Much of the 45,250-acre Maple Fire, which lightning started on Aug. 8 of this year, has burned within fire scars from ‘88.

Those areas are covered in lodgepole pines between two and three decades old that stand 10 to 20 feet tall.

At the Maple Fire, trees torch in the foreground while a burn mosaic is visible in the background. NPS PHOTO

At the Maple Fire, trees torch in the foreground while a burn mosaic is visible in the background. NPS PHOTO

Becky Smith, a wildfire ecologist with the park, said fire typically doesn’t typically move through fuels like that without significant wind, but this year it did.

Late July and August were warmer and drier than average. A map from the Western Regional Climate Center contains a little bull’s-eye of red and orange right over West Yellowstone, meaning precipitation in August was between 25 and 70 percent of average.

The monsoonal moisture that usually brings some precipitation to the park barely materialized. “Our fuels really had a chance to dry out, especially with the above-average temperatures,” Smith said, adding that fire also moved through green meadows that usually don’t carry fire through the park. “Areas we didn’t necessarily expect to burn burned pretty well.”

○ ○ ○ ○

• **TASKS**:
• a. Count the lines in the records below that contain the string "computer", treating uppercase and lowercase as different. Reply with the number alone.
• b. Continue the Maple Fire passage above, starting right after its final sentence.

• **RECORDS PROVIDED**:

○ ○ ○ ○

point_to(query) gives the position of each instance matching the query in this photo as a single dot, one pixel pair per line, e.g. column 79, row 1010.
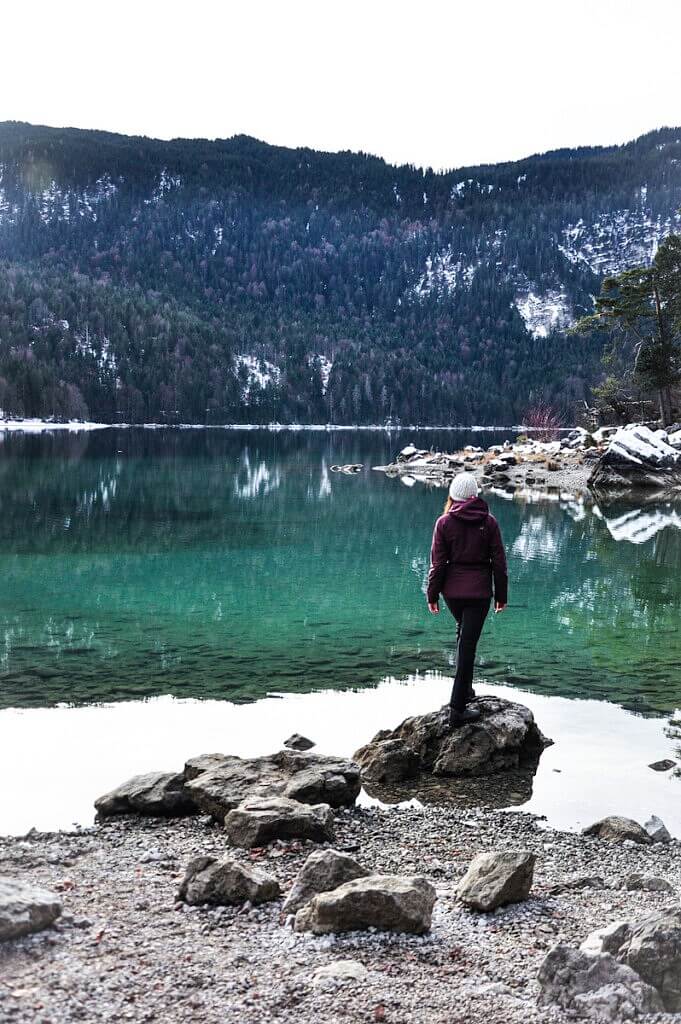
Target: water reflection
column 230, row 565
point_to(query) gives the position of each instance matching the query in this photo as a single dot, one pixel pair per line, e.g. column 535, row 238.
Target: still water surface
column 224, row 566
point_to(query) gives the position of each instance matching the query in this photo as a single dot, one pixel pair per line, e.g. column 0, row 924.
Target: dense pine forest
column 230, row 281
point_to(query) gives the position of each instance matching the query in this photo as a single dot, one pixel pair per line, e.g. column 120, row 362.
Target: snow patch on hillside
column 444, row 272
column 614, row 242
column 255, row 374
column 544, row 312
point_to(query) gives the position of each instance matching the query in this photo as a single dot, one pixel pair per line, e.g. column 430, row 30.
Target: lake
column 160, row 588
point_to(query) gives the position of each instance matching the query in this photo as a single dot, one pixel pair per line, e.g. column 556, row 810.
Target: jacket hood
column 472, row 510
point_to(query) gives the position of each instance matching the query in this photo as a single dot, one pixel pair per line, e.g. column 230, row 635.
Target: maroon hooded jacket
column 467, row 554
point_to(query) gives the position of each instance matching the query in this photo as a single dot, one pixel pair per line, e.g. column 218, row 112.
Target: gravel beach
column 126, row 950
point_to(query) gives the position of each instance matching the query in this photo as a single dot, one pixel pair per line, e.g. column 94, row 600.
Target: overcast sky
column 428, row 82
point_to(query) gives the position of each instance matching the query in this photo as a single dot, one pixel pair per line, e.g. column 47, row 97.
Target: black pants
column 470, row 617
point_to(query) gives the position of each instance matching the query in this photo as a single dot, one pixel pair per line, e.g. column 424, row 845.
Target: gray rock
column 158, row 794
column 324, row 869
column 647, row 883
column 656, row 829
column 298, row 742
column 652, row 948
column 594, row 986
column 259, row 820
column 505, row 736
column 25, row 908
column 608, row 939
column 386, row 902
column 616, row 829
column 208, row 880
column 218, row 783
column 339, row 973
column 496, row 879
column 387, row 761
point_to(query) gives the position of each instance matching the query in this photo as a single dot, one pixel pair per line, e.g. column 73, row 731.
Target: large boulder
column 652, row 948
column 386, row 902
column 505, row 736
column 25, row 908
column 637, row 458
column 259, row 820
column 208, row 880
column 496, row 879
column 218, row 783
column 158, row 794
column 323, row 870
column 615, row 829
column 595, row 986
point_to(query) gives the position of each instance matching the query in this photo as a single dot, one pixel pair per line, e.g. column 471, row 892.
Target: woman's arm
column 439, row 558
column 499, row 568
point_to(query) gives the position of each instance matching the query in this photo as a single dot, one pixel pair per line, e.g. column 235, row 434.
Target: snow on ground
column 619, row 240
column 444, row 272
column 259, row 375
column 544, row 312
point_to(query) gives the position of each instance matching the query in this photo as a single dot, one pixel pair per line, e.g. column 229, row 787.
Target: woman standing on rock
column 466, row 557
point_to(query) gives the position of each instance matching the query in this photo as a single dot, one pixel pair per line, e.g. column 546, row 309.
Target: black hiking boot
column 458, row 718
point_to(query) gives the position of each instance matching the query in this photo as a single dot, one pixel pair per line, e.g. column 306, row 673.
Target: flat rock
column 386, row 902
column 259, row 820
column 25, row 908
column 224, row 881
column 324, row 869
column 652, row 948
column 387, row 761
column 594, row 986
column 647, row 883
column 505, row 736
column 218, row 783
column 496, row 879
column 158, row 794
column 298, row 742
column 339, row 973
column 656, row 829
column 615, row 829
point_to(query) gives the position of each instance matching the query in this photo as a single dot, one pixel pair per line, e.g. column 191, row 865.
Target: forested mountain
column 231, row 281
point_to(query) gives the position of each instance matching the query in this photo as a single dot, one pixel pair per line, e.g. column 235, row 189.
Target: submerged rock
column 218, row 783
column 26, row 908
column 387, row 902
column 595, row 986
column 505, row 736
column 158, row 794
column 497, row 879
column 637, row 458
column 615, row 829
column 324, row 869
column 208, row 880
column 259, row 820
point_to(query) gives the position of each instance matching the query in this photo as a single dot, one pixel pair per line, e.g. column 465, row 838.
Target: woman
column 467, row 555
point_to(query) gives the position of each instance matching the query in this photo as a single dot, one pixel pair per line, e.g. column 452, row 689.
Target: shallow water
column 225, row 566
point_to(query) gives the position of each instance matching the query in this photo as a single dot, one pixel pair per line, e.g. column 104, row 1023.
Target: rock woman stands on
column 466, row 557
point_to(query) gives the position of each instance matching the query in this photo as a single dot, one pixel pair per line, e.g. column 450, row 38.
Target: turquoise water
column 236, row 564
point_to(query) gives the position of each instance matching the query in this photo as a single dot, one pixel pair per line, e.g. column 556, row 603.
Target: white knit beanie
column 464, row 485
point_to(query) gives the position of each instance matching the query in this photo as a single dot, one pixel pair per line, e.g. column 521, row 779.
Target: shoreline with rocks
column 257, row 890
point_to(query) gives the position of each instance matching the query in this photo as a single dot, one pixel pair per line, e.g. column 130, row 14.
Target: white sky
column 427, row 82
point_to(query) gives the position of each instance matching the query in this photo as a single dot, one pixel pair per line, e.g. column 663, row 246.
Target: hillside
column 230, row 281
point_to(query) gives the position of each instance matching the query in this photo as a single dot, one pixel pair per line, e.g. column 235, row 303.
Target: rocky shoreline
column 228, row 892
column 125, row 948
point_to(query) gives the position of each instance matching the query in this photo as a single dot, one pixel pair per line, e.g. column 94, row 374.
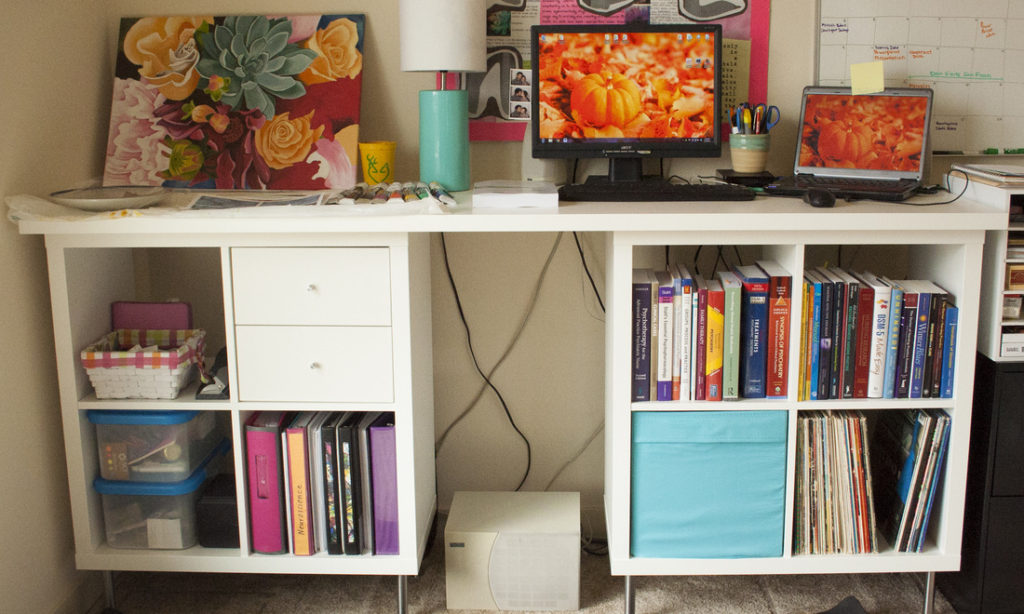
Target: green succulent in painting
column 256, row 61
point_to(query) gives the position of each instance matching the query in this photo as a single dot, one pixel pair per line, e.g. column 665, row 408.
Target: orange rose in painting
column 840, row 144
column 605, row 98
column 165, row 51
column 337, row 56
column 283, row 141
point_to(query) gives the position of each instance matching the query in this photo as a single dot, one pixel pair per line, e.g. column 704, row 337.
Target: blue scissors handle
column 770, row 116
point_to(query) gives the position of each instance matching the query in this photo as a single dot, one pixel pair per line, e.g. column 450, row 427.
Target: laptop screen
column 877, row 136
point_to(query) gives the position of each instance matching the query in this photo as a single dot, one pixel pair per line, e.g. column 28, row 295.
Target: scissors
column 739, row 117
column 766, row 116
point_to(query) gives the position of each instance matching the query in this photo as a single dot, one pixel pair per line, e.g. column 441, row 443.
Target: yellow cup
column 378, row 162
column 750, row 152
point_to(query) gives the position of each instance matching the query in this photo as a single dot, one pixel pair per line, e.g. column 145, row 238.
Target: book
column 505, row 193
column 383, row 474
column 936, row 332
column 847, row 332
column 263, row 473
column 907, row 334
column 892, row 346
column 666, row 336
column 297, row 447
column 862, row 352
column 700, row 339
column 804, row 363
column 814, row 331
column 754, row 323
column 332, row 483
column 881, row 305
column 733, row 290
column 948, row 352
column 838, row 333
column 825, row 333
column 682, row 282
column 777, row 340
column 351, row 481
column 641, row 335
column 714, row 349
column 317, row 498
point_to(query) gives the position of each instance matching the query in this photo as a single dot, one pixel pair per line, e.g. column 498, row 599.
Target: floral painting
column 237, row 102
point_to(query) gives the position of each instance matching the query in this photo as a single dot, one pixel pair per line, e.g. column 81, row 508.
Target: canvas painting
column 237, row 102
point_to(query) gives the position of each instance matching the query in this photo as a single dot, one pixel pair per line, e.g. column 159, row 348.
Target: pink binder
column 384, row 475
column 266, row 501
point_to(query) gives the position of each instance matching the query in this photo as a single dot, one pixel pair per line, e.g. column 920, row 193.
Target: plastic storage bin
column 708, row 484
column 153, row 446
column 156, row 515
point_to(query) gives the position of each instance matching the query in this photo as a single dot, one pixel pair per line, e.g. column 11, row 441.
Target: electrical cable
column 486, row 377
column 586, row 269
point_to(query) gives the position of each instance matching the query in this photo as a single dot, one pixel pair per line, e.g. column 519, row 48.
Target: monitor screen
column 627, row 91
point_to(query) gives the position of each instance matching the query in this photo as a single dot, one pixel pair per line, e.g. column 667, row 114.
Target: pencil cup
column 750, row 151
column 378, row 162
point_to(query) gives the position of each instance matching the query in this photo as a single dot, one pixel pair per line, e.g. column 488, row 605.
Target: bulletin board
column 970, row 52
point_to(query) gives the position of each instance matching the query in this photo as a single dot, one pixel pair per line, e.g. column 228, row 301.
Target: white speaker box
column 513, row 551
column 540, row 169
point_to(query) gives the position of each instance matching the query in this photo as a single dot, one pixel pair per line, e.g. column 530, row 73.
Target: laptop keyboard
column 853, row 184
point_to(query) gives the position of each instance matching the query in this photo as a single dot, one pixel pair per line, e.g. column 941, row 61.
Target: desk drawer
column 315, row 363
column 311, row 286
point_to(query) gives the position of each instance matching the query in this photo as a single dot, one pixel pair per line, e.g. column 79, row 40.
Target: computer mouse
column 819, row 196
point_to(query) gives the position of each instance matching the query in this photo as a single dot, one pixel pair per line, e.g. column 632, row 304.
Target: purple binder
column 384, row 475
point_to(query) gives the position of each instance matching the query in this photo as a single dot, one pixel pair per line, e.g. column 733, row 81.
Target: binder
column 296, row 448
column 351, row 482
column 383, row 472
column 263, row 469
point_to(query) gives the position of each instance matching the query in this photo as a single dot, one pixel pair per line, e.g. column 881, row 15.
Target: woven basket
column 123, row 365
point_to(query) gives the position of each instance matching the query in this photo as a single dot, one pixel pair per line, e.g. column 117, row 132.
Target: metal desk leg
column 929, row 593
column 402, row 597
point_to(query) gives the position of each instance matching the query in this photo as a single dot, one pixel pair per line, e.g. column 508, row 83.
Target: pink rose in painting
column 303, row 27
column 336, row 169
column 134, row 150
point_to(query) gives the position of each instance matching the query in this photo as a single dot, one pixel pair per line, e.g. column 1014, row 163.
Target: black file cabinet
column 991, row 575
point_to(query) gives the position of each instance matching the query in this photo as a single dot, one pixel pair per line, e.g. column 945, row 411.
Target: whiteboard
column 971, row 52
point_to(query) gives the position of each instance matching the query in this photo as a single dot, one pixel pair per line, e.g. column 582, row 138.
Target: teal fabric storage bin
column 708, row 484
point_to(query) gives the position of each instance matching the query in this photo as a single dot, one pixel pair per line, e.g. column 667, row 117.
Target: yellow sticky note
column 867, row 78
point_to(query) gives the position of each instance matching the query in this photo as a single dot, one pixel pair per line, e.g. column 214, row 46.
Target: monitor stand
column 624, row 170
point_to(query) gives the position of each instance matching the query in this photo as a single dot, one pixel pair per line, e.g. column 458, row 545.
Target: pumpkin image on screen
column 605, row 98
column 599, row 86
column 839, row 143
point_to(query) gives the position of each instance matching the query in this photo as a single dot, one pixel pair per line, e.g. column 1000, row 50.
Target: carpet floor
column 150, row 593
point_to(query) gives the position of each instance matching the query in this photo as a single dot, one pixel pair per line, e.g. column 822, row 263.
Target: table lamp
column 443, row 36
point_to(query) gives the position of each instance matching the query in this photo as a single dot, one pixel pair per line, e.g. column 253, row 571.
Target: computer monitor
column 627, row 92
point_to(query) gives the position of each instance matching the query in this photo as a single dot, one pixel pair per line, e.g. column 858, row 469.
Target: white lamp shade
column 442, row 35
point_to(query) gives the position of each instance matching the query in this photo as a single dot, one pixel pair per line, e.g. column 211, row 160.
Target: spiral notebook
column 860, row 146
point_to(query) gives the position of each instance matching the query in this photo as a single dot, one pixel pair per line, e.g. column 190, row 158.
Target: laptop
column 863, row 146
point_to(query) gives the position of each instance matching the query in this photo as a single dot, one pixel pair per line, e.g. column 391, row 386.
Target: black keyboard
column 653, row 190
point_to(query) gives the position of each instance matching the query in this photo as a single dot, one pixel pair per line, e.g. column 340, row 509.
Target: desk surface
column 762, row 214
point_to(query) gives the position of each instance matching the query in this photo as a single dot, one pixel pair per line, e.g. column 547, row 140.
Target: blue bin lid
column 163, row 488
column 134, row 417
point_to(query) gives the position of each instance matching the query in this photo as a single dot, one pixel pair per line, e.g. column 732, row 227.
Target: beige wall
column 55, row 83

○ ○ ○ ○

• **ANSWER LIST**:
• a. 2

• b.
As the Maple Fire has burned northeast of West Yellowstone, it’s exhibited a range of behaviors: creeping, smoldering, running, group tree torching, and crowning—meaning the fire carries through treetops and doesn’t rely on ground fire to spread.

There were 22 fires in the park this year and 16 were less than an acre. The Maple, Buffalo, Fawn and Central fires account for the majority of acres burned. Most of the lightning fires were unsuppressed but monitored so fire could play its natural role in Yellowstone’s ecosystem.

Despite several rounds of precipitation in September, the Maple Fire will continue smoldering in heavy downed fuels like logs.

But it, too, will eventually go out.

“We’re not calling it out yet, and we probably won’t until there’s several inches of snow on it,” Smith said. “That’s what it usually takes to put a fire out here.”